**What you have to do:**
Please return the full news report on the Pasadena obstetrician word for word.

Despite Decades of Misconduct Allegations, Prominent Pasadena Obstetrician Still Allowed to Practice
A prominent Los Angeles-area obstetrician has denied allegations by more than 20 former patients that he assaulted, harassed or harmed them during treatment, according to a newspaper investigation.
The claims against Dr. Patrick Sutton include unwanted sexual advances, medical incompetence, the maiming of women’s genitals and the preventable death of an infant, the Los Angeles Times reported Sunday. The allegations date to 1989, Sutton’s first year at Pasadena’s Huntington Memorial Hospital.
Diane Vidalakis said she was at the hospital for the delivery of her first child when Sutton arrived in what she and her husband would later testify was a frenzied state. He shouted that he had to do an emergency cesarean section and then backtracked, picked up a pair of scissors and made three progressively deeper incisions into the base of Vidalakis’ vagina, according to interviews, court records and a medical board complaint.

**Data under study:**
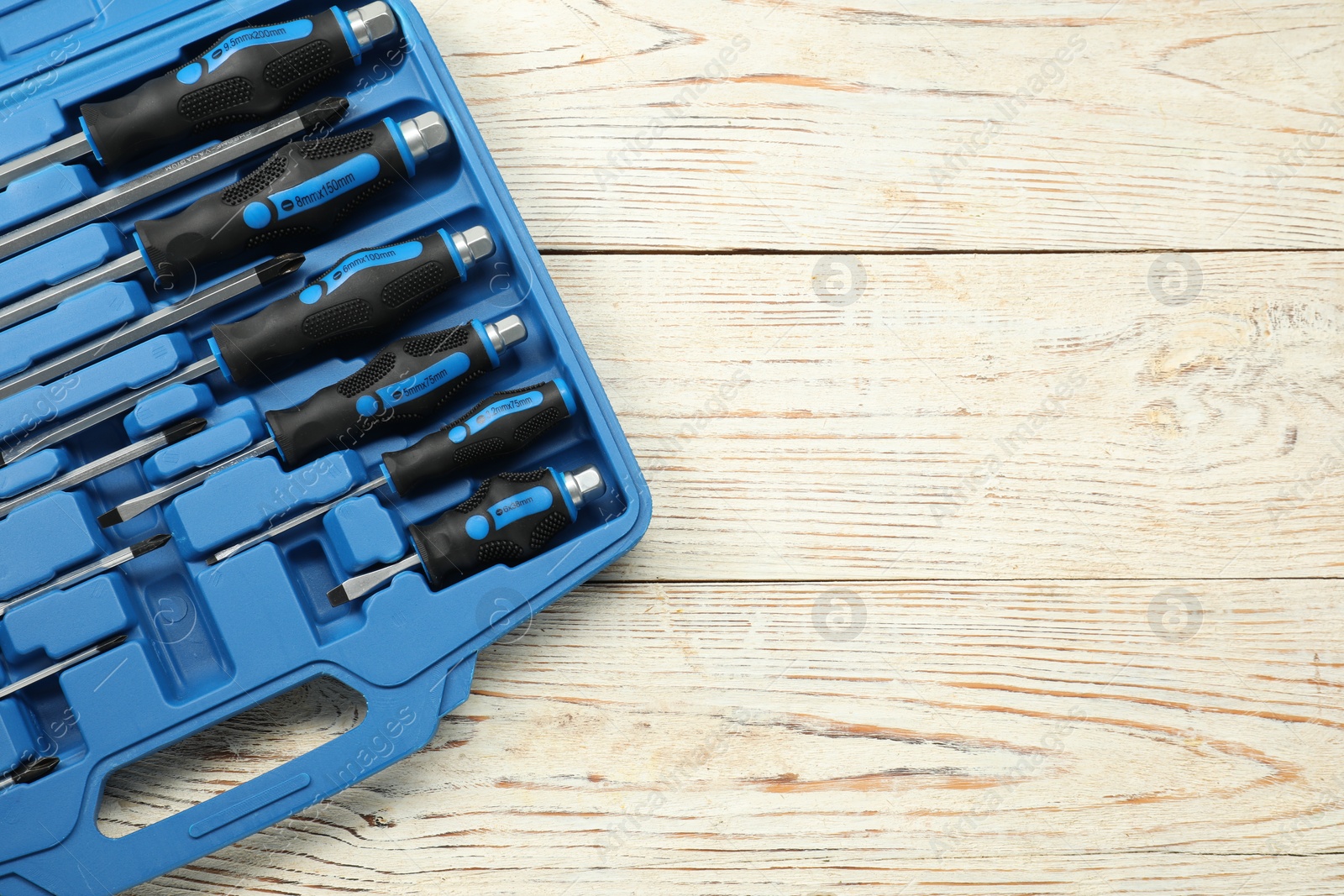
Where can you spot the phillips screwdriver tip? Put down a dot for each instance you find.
(35, 770)
(280, 266)
(151, 544)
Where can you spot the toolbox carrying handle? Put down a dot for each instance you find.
(398, 723)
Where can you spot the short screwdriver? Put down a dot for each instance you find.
(246, 76)
(512, 517)
(365, 296)
(402, 387)
(504, 423)
(300, 194)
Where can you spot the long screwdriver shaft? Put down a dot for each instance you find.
(323, 113)
(105, 464)
(57, 668)
(67, 149)
(49, 298)
(293, 523)
(57, 434)
(84, 574)
(151, 324)
(138, 506)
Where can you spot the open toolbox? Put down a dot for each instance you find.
(171, 636)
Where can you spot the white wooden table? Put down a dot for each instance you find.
(987, 363)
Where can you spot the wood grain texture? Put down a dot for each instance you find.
(998, 571)
(897, 738)
(911, 125)
(976, 416)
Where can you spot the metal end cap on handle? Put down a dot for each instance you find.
(585, 485)
(423, 134)
(371, 23)
(507, 332)
(474, 244)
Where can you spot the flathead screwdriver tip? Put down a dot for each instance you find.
(111, 644)
(324, 113)
(35, 770)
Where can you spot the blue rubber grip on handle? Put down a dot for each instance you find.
(288, 204)
(246, 76)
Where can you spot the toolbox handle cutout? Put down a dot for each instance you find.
(396, 723)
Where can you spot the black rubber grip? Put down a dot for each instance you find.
(512, 517)
(246, 76)
(405, 385)
(501, 425)
(363, 296)
(302, 192)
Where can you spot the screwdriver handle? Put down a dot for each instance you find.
(501, 425)
(365, 295)
(248, 76)
(304, 191)
(510, 519)
(402, 387)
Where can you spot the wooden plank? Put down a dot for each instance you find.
(976, 417)
(914, 125)
(900, 738)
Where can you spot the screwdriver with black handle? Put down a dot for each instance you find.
(362, 296)
(403, 387)
(511, 519)
(501, 425)
(288, 204)
(246, 76)
(366, 295)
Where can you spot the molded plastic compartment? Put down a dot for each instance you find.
(206, 642)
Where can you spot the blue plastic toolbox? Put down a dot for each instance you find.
(203, 642)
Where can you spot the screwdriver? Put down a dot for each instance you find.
(503, 423)
(288, 203)
(405, 385)
(248, 74)
(29, 772)
(156, 322)
(366, 295)
(319, 114)
(510, 519)
(57, 668)
(84, 574)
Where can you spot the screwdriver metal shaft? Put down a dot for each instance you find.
(156, 322)
(65, 150)
(319, 114)
(30, 772)
(84, 574)
(69, 663)
(58, 434)
(107, 464)
(320, 183)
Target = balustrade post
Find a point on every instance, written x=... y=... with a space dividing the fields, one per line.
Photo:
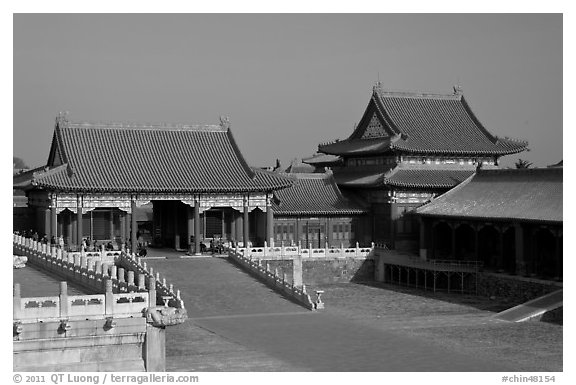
x=121 y=278
x=113 y=272
x=109 y=297
x=17 y=299
x=105 y=268
x=64 y=304
x=142 y=281
x=98 y=269
x=151 y=292
x=130 y=279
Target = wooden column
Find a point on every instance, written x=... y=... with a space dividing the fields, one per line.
x=432 y=238
x=246 y=227
x=60 y=224
x=393 y=216
x=70 y=229
x=500 y=262
x=54 y=223
x=127 y=223
x=197 y=227
x=558 y=254
x=47 y=222
x=476 y=245
x=233 y=225
x=453 y=253
x=176 y=232
x=269 y=222
x=111 y=220
x=519 y=239
x=329 y=231
x=423 y=243
x=223 y=232
x=133 y=226
x=79 y=222
x=190 y=227
x=122 y=226
x=297 y=231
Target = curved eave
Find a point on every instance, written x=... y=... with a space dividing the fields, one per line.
x=163 y=190
x=417 y=185
x=358 y=147
x=494 y=219
x=499 y=152
x=318 y=213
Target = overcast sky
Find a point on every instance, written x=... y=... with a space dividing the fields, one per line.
x=287 y=82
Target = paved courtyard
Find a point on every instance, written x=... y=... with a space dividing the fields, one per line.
x=238 y=324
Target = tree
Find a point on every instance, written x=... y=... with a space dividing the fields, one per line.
x=18 y=163
x=522 y=163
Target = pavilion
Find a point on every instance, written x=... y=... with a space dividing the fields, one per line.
x=510 y=219
x=408 y=148
x=99 y=174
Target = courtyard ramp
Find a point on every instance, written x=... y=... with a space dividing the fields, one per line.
x=532 y=309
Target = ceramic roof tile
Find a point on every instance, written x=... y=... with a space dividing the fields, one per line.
x=152 y=158
x=526 y=194
x=426 y=123
x=314 y=194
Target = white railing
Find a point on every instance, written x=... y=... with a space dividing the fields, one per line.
x=287 y=252
x=126 y=272
x=275 y=281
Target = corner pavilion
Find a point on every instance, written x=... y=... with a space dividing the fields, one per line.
x=99 y=174
x=407 y=149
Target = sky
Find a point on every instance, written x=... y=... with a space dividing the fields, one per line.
x=287 y=82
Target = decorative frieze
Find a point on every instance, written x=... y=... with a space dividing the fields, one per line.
x=123 y=201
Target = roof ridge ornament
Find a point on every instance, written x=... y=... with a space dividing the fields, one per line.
x=225 y=122
x=62 y=117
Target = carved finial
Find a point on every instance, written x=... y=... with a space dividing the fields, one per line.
x=225 y=122
x=62 y=116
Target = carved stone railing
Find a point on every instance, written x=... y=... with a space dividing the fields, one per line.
x=275 y=281
x=64 y=306
x=126 y=272
x=288 y=252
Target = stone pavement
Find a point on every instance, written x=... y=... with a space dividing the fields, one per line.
x=238 y=324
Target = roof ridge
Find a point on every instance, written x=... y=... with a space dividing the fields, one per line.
x=450 y=192
x=416 y=94
x=165 y=126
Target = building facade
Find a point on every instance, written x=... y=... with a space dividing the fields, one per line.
x=407 y=149
x=510 y=220
x=314 y=213
x=98 y=175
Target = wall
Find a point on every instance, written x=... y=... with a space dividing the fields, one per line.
x=86 y=347
x=322 y=270
x=515 y=288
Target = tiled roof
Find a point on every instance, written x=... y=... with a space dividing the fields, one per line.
x=427 y=178
x=356 y=146
x=320 y=159
x=425 y=124
x=511 y=194
x=150 y=158
x=314 y=194
x=404 y=176
x=297 y=166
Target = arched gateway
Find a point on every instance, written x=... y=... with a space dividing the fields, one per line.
x=99 y=175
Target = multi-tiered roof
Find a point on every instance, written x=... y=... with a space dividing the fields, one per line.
x=415 y=125
x=508 y=195
x=152 y=158
x=314 y=194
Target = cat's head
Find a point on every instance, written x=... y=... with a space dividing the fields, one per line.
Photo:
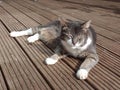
x=74 y=31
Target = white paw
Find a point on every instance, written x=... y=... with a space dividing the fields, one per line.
x=14 y=34
x=82 y=74
x=50 y=61
x=31 y=40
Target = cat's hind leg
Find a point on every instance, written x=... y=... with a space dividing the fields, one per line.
x=90 y=61
x=54 y=59
x=21 y=33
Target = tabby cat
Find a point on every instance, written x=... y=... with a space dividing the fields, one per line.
x=66 y=38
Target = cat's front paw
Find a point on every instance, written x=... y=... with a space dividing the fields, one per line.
x=14 y=34
x=31 y=40
x=82 y=74
x=50 y=61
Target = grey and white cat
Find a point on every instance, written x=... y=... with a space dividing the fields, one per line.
x=66 y=38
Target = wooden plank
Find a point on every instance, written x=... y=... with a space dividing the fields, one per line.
x=31 y=6
x=2 y=82
x=30 y=77
x=48 y=72
x=28 y=12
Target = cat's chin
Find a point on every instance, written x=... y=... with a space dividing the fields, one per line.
x=50 y=61
x=82 y=74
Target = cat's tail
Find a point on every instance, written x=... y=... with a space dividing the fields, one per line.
x=21 y=33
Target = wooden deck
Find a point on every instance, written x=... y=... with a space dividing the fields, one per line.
x=22 y=65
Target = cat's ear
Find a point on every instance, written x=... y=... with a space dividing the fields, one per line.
x=63 y=21
x=86 y=25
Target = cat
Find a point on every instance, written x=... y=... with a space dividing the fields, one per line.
x=66 y=38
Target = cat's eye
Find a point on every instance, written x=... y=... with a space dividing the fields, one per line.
x=68 y=35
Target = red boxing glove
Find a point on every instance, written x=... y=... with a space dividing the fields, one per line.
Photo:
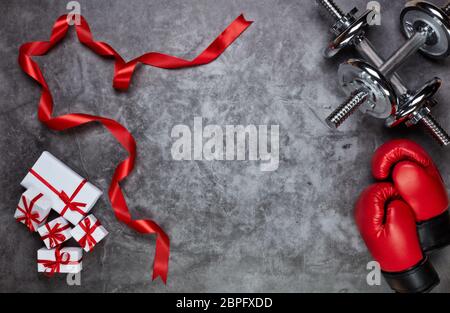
x=388 y=227
x=419 y=183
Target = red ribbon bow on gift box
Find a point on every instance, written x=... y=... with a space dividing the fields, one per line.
x=28 y=216
x=68 y=201
x=54 y=234
x=52 y=267
x=123 y=72
x=88 y=230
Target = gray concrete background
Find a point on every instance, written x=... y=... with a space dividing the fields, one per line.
x=233 y=228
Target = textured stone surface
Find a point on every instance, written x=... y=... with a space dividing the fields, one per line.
x=233 y=228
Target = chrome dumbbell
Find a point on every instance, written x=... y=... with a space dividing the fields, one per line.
x=368 y=87
x=350 y=32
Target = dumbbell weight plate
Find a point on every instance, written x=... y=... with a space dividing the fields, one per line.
x=356 y=74
x=415 y=103
x=347 y=36
x=417 y=14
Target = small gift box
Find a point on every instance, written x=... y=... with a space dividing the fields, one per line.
x=33 y=209
x=71 y=195
x=89 y=232
x=59 y=260
x=55 y=232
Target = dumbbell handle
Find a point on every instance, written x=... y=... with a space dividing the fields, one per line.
x=366 y=49
x=435 y=130
x=446 y=9
x=411 y=46
x=332 y=8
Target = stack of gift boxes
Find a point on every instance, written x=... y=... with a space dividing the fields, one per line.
x=50 y=184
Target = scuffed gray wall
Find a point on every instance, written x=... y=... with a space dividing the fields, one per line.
x=233 y=227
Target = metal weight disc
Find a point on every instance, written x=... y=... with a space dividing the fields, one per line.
x=415 y=102
x=346 y=37
x=419 y=14
x=356 y=74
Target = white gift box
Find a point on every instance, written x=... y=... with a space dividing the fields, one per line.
x=71 y=195
x=33 y=209
x=65 y=260
x=55 y=232
x=89 y=232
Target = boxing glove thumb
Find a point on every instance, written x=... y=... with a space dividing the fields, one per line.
x=388 y=227
x=420 y=184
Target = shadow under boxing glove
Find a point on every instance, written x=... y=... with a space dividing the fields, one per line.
x=388 y=227
x=420 y=184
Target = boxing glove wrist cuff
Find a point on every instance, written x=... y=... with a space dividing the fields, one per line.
x=420 y=278
x=435 y=233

**Reply:**
Despite Decades of Misconduct Allegations, Prominent Pasadena Obstetrician Still Allowed to Practice
A prominent Los Angeles-area obstetrician has denied allegations by more than 20 former patients that he assaulted, harassed or harmed them during treatment, according to a newspaper investigation.
The claims against Dr. Patrick Sutton include unwanted sexual advances, medical incompetence, the maiming of women’s genitals and the preventable death of an infant, the Los Angeles Times reported Sunday. The allegations date to 1989, Sutton’s first year at Pasadena’s Huntington Memorial Hospital.
Diane Vidalakis said she was at the hospital for the delivery of her first child when Sutton arrived in what she and her husband would later testify was a frenzied state. He shouted that he had to do an emergency cesarean section and then backtracked, picked up a pair of scissors and made three progressively deeper incisions into the base of Vidalakis’ vagina, according to interviews, court records and a medical board complaint.